• **TUGAS YANG DIKERJAKAN**:
1: Tuliskan kembali tanpa perubahan bagian teks tentang makna kata citra, mulai dari "Dalam kisah Penciptaan" dan berlanjut sampai "ada juga kesamaannya.".
2: Jawab pertanyaan berikut berdasarkan teks tentang makna kata citra:
(a) Kitab dan ayat mana yang disebut sebagai dasar arti citra sebagai gambar atau rupa?
(b) Menurut contoh dalam teks, mengapa seorang anak merupakan citra orang tuanya?
(c) Apa yang dimiliki manusia karena diciptakan sebagai citra Allah?
3: Sebutkan semua arti kata citra dalam kehidupan sehari-hari yang dicantumkan satu per satu dalam teks tentang makna kata citra.

• **TEKS YANG DISEDIAKAN**:
..........

2.     Kata “citra” juga mempunyai makna keserupaan, gambaran, atau kemiripan antara seseorang atau kelompok yang dicitrakan. Misalnya, seseorang anak merupakan citra atau gambaran orang tuanya karena mempunyai keserupaan, gambaran, atau kemiripan dalam hal-hal tertentu.

3. Dalam kehidupan sehari-hari, kata citra dapat diartikan sebagai nama baik, keserupaan, kesegambaran (image), kemiripan dan sebagainya



Menurut Kitab Kejadian 1:26-27, kata citra mengandung arti sebagai gambar atau rupa. Manusia diciptakan sebagai citra Allah yang mengandung arti bahwa manusia diciptakan menurut gambar atau rupa Allah.

Dalam kisah Penciptaan dikatakan bahwa manusia diciptakan sebagai “citra Allah” artinya bahwa manusia merupakan rupa dan gambar dari Allah sendiri. Kata “rupa” dan “gambar” sekaligus melukiskan secara tepat bahwa manusia dengan Allah  berbeda, tetapi ada juga kesamaannya.

Manusia diciptakan sebagai citra Allah, maka manusia memiliki martabat sebagai pribadi, ia bukan hanya sesuatu, melainkan seseorang; ia mengenal dirinya sendiri, menjadi tuan atas dirinya, mengabdikan diri dalam kebebasan dan hidup dalam kebersamaan dengan orang lain, dan berkat rahmat ia dipanggil membangun relasi dengan Allah, pencipta-Nya.

..........

• **DATA YANG DIBERIKAN**:
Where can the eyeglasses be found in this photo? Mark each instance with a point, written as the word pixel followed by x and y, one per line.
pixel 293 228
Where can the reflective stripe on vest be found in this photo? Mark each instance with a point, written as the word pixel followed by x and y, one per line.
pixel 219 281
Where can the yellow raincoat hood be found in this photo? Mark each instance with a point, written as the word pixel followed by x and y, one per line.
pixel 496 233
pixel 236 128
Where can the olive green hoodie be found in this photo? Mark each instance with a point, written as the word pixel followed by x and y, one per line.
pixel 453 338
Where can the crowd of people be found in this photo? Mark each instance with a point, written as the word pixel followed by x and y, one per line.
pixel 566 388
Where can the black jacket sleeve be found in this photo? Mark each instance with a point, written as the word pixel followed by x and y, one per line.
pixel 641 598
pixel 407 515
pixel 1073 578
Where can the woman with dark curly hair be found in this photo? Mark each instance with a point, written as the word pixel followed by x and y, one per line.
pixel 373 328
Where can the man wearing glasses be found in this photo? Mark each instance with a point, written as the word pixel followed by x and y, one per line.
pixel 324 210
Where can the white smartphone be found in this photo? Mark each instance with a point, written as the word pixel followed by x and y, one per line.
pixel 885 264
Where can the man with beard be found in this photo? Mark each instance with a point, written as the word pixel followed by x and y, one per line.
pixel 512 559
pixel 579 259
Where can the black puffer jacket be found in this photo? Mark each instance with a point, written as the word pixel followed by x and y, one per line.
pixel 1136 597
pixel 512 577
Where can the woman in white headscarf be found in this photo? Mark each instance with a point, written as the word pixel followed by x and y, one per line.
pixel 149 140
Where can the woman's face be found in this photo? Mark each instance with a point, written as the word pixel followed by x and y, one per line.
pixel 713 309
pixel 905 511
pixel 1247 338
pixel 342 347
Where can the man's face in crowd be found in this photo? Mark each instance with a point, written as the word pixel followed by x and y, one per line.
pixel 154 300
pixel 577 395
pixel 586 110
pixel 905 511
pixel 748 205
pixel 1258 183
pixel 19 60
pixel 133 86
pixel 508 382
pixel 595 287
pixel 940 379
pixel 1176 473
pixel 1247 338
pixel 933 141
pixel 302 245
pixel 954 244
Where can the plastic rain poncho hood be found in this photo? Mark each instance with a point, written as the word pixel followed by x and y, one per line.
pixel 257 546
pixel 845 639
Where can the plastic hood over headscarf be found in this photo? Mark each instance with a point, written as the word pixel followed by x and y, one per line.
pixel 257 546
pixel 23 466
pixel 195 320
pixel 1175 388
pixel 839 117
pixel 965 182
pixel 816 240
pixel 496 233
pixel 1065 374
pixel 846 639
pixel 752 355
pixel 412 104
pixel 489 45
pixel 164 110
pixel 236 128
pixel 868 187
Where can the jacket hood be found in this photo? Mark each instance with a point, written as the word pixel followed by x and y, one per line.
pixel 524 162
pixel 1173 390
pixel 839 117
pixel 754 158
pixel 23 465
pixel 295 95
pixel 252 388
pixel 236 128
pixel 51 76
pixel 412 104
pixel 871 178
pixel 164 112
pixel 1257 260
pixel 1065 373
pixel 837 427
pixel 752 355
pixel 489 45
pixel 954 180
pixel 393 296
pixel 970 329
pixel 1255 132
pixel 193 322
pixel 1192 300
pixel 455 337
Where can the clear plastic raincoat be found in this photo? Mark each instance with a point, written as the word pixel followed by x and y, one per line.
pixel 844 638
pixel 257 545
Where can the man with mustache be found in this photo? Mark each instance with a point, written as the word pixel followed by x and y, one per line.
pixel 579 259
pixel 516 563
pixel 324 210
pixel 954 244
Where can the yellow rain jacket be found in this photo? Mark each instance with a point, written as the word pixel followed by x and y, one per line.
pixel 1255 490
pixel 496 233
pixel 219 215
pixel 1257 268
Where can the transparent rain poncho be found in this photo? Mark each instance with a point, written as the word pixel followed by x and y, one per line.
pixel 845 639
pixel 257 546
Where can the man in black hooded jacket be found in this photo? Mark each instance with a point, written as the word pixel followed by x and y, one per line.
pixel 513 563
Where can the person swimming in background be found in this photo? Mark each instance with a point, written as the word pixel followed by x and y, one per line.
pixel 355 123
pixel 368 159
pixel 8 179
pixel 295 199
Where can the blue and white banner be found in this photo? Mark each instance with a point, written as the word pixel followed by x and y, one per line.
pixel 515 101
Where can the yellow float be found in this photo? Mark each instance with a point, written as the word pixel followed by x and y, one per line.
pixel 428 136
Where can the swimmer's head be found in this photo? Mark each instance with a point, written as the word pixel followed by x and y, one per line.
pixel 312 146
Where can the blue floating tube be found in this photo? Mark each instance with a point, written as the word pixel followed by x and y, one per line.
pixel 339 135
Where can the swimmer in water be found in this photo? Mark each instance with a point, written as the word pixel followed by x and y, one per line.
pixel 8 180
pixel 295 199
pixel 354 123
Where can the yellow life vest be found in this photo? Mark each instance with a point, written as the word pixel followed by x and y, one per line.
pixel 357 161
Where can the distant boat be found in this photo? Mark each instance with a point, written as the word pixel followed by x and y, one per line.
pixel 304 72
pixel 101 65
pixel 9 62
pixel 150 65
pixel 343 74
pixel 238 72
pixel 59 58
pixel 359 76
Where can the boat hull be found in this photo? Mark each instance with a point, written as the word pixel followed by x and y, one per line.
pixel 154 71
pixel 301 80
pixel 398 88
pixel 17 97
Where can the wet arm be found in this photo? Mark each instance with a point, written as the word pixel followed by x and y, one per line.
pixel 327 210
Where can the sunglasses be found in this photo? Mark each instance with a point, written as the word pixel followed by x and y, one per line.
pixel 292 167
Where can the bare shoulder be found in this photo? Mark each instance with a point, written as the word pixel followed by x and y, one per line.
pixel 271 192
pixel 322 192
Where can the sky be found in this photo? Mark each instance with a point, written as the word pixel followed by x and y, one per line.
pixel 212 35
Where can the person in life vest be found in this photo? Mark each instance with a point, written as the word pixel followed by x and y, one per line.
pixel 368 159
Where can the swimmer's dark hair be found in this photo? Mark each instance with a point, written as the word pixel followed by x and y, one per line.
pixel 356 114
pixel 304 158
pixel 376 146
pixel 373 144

..........

• **JAWABAN TUGAS**:
1:
Dalam kisah Penciptaan dikatakan bahwa manusia diciptakan sebagai “citra Allah” artinya bahwa manusia merupakan rupa dan gambar dari Allah sendiri. Kata “rupa” dan “gambar” sekaligus melukiskan secara tepat bahwa manusia dengan Allah  berbeda, tetapi ada juga kesamaannya.

2:
(a) Kitab Kejadian 1:26-27.
(b) Karena anak mempunyai keserupaan, gambaran, atau kemiripan dengan orang tuanya dalam hal-hal tertentu.
(c) Martabat sebagai pribadi.

3:
- nama baik
- keserupaan
- kesegambaran (image)
- kemiripan